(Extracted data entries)

====

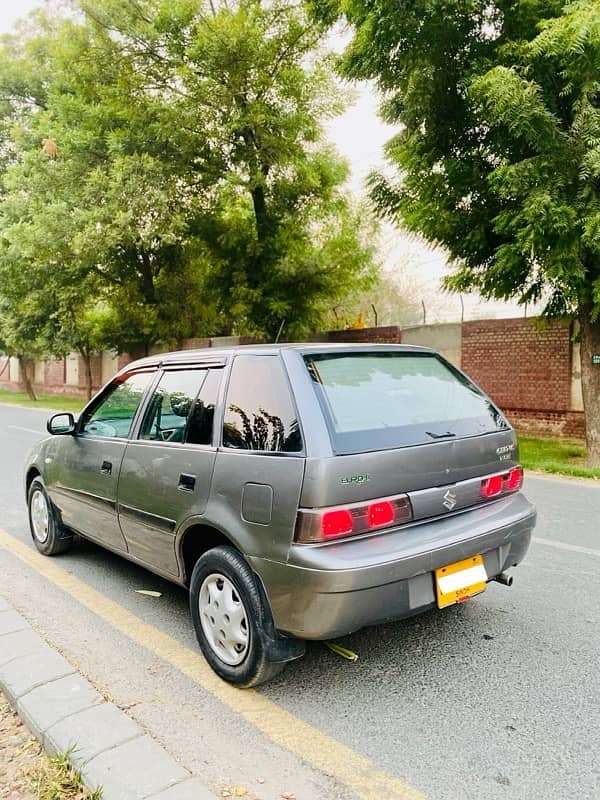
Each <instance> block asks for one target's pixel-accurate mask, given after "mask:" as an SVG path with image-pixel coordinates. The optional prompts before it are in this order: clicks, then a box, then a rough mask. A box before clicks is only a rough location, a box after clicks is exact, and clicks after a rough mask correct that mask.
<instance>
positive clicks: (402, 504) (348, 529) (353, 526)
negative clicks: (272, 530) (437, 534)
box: [296, 494, 412, 543]
mask: <svg viewBox="0 0 600 800" xmlns="http://www.w3.org/2000/svg"><path fill="white" fill-rule="evenodd" d="M411 519H412V508H411V505H410V500H409V499H408V497H407V496H406V495H405V494H401V495H396V496H394V497H383V498H381V499H380V500H371V501H369V502H367V503H349V504H348V505H345V506H334V507H333V508H312V509H301V510H300V511H299V512H298V521H297V523H296V541H297V542H303V543H311V542H328V541H332V540H333V539H339V538H342V537H345V536H358V534H360V533H369V532H370V531H376V530H381V529H382V528H390V527H392V526H394V525H402V524H403V523H405V522H409V521H410V520H411Z"/></svg>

====

• **Aim of the exercise**:
Whenever a line in the data above contains the word "clicks", include it in the tally, and report only the final number.

• **Your solution**:
3